To be done. Revise all of the records below by replacing "drop a marker" with "place a point" wherever it occurs, and change nothing else. Leave the pictures out of your answer.

Materials provided.
— begin —

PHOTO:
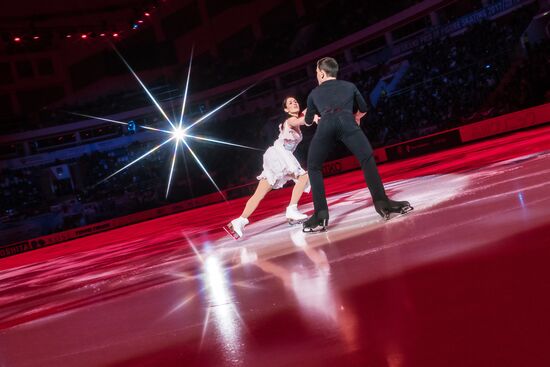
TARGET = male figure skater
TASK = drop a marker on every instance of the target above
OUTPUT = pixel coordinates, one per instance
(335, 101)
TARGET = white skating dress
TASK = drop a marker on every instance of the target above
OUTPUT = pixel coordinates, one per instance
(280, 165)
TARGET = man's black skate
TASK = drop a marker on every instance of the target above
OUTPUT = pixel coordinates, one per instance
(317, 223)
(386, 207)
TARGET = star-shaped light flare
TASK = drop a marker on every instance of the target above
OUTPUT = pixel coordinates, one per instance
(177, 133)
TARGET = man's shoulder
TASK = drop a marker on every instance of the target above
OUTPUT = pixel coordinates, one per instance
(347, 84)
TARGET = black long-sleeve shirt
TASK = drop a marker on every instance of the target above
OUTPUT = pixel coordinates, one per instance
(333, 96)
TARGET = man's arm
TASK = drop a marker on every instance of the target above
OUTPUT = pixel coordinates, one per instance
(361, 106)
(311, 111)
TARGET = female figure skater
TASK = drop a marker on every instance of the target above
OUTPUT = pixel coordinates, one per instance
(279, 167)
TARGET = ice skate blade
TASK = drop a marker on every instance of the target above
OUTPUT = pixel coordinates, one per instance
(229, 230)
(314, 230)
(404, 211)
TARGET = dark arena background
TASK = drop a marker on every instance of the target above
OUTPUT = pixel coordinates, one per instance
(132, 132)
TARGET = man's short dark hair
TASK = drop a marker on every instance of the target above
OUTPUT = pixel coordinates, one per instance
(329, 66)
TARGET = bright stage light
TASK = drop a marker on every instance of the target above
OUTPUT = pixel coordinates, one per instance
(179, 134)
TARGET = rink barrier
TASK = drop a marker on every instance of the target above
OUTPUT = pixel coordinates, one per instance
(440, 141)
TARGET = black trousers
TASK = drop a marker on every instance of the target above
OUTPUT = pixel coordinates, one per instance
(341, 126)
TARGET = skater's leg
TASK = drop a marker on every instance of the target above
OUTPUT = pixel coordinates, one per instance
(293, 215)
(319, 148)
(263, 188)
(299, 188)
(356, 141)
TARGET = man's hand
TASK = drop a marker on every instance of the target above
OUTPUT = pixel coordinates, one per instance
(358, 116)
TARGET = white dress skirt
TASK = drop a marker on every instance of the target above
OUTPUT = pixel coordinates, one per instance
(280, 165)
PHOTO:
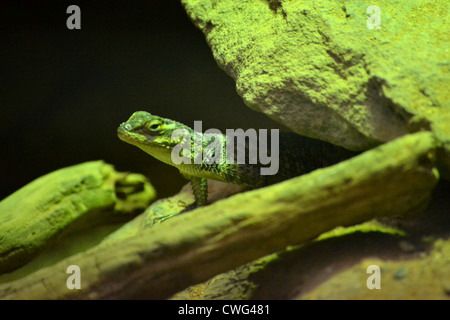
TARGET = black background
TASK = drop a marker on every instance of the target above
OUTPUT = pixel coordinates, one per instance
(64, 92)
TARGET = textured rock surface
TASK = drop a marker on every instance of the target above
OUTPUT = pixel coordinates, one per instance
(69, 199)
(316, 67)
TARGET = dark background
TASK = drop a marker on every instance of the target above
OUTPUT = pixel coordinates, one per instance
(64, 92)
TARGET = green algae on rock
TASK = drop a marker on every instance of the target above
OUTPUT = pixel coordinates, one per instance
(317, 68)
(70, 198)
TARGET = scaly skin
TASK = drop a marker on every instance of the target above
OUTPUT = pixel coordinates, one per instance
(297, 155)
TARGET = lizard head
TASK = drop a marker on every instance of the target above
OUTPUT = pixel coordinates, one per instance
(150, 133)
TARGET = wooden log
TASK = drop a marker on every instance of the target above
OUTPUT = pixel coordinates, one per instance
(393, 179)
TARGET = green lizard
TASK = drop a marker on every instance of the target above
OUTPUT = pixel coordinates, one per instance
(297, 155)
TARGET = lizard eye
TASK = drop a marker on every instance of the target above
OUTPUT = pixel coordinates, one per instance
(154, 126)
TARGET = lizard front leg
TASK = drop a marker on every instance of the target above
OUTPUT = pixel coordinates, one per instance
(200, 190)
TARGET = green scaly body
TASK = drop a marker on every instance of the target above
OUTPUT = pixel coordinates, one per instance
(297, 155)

— end —

Result for this exercise.
PHOTO:
TARGET = male figure skater
TASK = place a point on every instance of the target above
OUTPUT = pixel coordinates, one per instance
(335, 101)
TARGET = white skating dress
TASK = place a point on every instance of the target above
OUTPUT = pixel coordinates, one per instance
(280, 165)
TARGET = man's black skate
TASK = place a point on every instance of the target above
OUTPUT = pixel coordinates, one per instance
(317, 223)
(386, 207)
TARGET = star-shaped light flare
TASK = place a point on every instance of the target above
OUTPUT = pixel coordinates, one per instance
(177, 133)
TARGET = man's shoulder
TASK = place a point on every instance of the target above
OUTPUT = pixel coordinates, one per instance
(347, 84)
TARGET = black long-sleeve shirt
TASK = place a point on every instance of the target above
OUTPUT = pixel coordinates, one per instance
(333, 96)
TARGET = man's arm
TASK = place a point on every instance of the target above
OUTPUT = pixel coordinates, one per instance
(361, 106)
(311, 111)
TARGET = female figure skater
TASK = place a point on every instance of the target above
OUTPUT = pixel coordinates, one per instance
(279, 167)
TARGET = ice skate blade
TASK = place a point on every instance of the target above
OUTPUT = pixel coordinates, one per instance
(229, 230)
(314, 230)
(404, 211)
TARGET = dark arena background
TASK = place a point on every instance of the target above
OUTPUT = pixel coordinates, one per instance
(132, 132)
TARGET = man's short dark hair
TASK = place a point on every instance of the target above
OUTPUT = pixel coordinates, one per instance
(329, 66)
TARGET = bright stage light
TASK = place a point on every instance of the target above
OUTPUT = pixel coordinates, one per instance
(179, 134)
TARGET = rink barrier
TASK = place a point on every instance of the target above
OUTPUT = pixel coordinates, one per instance
(440, 141)
TARGET = black trousers
TASK = place a point on every instance of the target above
OUTPUT = pixel coordinates, one per instance
(341, 126)
TARGET = skater's leg
TASK = place a point on every instance of the target above
OUTPUT = pixel coordinates, one per instance
(293, 215)
(319, 148)
(263, 188)
(299, 188)
(356, 141)
TARGET = man's hand
TASK = place a point on every instance of the target above
OUTPUT = pixel coordinates, one per instance
(358, 116)
TARGET = white dress skirt
TASK = place a point on every instance of the target above
OUTPUT = pixel coordinates, one per instance
(280, 165)
PHOTO:
TARGET = black background
TASK = place a point on every instance of the target above
OUTPUT = pixel coordinates, one per instance
(64, 92)
TARGET = textured rock surface
TASK = place a point on every instance of the target above
OUTPUT = pixel coordinates, one per instance
(69, 199)
(316, 67)
TARGET = dark background
TASK = place a point on every instance of the target above
OUTPUT = pixel coordinates, one per instance
(64, 92)
TARGET = green algae on rock
TASK = place a point on every instance of the target above
OUTPUT = pixel coordinates, one per instance
(317, 68)
(70, 198)
TARGET = scaly skin
TASK = place a point on every instance of the target above
OUTPUT = pixel coordinates, one per instance
(297, 155)
TARGET = lizard head
TASK = place a point on every instance of the target above
OUTPUT = pixel coordinates, one per instance
(150, 133)
TARGET = wooden log
TASK = place a point on every instance of the target above
OUTPUT = pixel coordinates, one per instance
(393, 179)
TARGET = green lizard
TASK = place a point on every instance of the target above
OUTPUT = pixel coordinates, one per instance
(297, 155)
TARGET = lizard eye
TASK = place a point on every instance of the target above
OUTPUT = pixel coordinates, one per instance
(154, 126)
TARGET = lizard front leg
TASK = place a point on every instance of the target above
OUTPUT = pixel coordinates, one per instance
(200, 190)
TARGET = green scaly body
TASK = place a point on every instance of the target above
OUTPUT = pixel coordinates, one per instance
(297, 155)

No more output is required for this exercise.